*EXERCISE REQUIREMENTS*:
a) According to the HLT-MT page below, which two benchmarks did HLT-MT beat various strong baselines on?
b) Say whether each statement agrees with the HLT-MT page below, and back each yes or no with the deciding words from the page: (i) The first training stage uses only the high-resource pairs. (ii) The language-specific modules are picked at the bottom of the encoder. (iii) The WMT-10 dataset covers 11 languages.

*DOCUMENT SECTION*:
-- -- --

Code Monkey home page Code Monkey logo

hlt-mt's Introduction

HLT-MT: High-resource Language-specific Training for Multilingual Neural Machine Translation

picture

Abstract

Multilingual neural machine translation (MNMT) trained in multiple language pairs has attracted considerable attention due to fewer model parameters and lower training costs by sharing knowledge among multiple languages. Nonetheless, multilingual training is plagued by language interference degeneration in shared parameters because of the negative interference among different translation directions, especially on high-resource languages. In this paper, we propose the multilingual translation model with the high-resource language-specific training (HLT-MT) to alleviate the negative interference, which adopts the two-stage training with the language-specific selection mechanism. Specifically, we first train the multilingual model only with the high-resource pairs and select the language-specific modules at the top of the decoder to enhance the translation quality of high-resource directions. Next, the model is further trained on all available corpora to transfer knowledge from high-resource languages (HRLs) to low-resource languages (LRLs). Experimental results show that HLT-MT outperforms various strong baselines on WMT-10 and OPUS-100 benchmarks. Furthermore, the analytic experiments validate the effectiveness of our method in mitigating the negative interference in multilingual training.

Data

  • WMT-10
    • Multilingual dataset (from the WMT corpus) with 11 languages: 10 English-centric language pairs.
    • English (En), French (Fr), Czech (Cs), German(De), Finnish (Fi), Latvian (Lv), Estonian (Et), Romanian (Ro), Hindi(Hi), Turkish (Tr), and Gujarati (Gu).

-- -- --

*Rows from a pointing dataset*:
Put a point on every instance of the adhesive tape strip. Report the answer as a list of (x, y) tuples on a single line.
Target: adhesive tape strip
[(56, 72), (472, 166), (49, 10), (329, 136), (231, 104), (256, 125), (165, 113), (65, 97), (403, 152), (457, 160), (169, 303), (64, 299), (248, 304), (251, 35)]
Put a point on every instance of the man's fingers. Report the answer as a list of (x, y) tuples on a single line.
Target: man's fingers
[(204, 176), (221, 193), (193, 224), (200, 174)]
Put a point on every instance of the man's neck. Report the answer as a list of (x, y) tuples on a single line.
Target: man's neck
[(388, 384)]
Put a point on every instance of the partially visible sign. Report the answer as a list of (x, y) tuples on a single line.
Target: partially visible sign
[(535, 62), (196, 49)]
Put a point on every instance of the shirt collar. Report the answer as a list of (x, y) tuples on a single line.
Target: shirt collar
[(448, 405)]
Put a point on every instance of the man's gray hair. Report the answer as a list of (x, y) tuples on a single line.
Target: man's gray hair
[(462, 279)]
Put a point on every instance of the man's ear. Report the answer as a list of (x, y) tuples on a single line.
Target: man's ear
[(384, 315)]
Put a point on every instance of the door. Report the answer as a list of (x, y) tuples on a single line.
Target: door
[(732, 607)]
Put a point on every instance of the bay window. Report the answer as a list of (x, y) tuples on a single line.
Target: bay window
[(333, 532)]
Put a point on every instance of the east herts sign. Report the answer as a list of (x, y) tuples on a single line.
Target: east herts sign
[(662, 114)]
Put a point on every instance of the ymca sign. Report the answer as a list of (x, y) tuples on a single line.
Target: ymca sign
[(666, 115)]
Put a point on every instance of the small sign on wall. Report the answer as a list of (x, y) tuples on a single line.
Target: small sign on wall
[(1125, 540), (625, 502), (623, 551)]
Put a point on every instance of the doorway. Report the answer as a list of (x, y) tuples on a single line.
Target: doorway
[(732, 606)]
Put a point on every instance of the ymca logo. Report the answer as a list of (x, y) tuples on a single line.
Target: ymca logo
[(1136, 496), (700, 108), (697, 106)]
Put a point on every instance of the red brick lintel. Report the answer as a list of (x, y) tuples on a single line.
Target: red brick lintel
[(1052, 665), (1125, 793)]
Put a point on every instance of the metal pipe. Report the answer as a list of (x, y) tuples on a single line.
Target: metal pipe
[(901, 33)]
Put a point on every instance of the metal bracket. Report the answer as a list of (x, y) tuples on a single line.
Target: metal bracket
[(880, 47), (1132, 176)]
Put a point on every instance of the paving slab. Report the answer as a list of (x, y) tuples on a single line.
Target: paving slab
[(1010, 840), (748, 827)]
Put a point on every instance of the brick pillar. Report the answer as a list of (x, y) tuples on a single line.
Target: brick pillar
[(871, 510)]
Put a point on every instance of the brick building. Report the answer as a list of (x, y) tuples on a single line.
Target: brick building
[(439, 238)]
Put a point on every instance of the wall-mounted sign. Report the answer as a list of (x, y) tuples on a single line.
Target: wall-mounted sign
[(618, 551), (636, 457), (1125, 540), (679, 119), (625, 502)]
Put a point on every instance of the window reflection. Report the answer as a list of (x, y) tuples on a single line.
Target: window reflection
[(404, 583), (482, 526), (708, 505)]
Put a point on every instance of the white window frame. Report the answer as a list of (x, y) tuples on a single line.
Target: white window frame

-- -- --

*OUTPUTS FOR THE TASKS*:
a) WMT-10 and OPUS-100.

b)
(i) Yes: "we first train the multilingual model only with the high-resource pairs"
(ii) No: "select the language-specific modules at the top of the decoder"
(iii) Yes: "with 11 languages: 10 English-centric language pairs"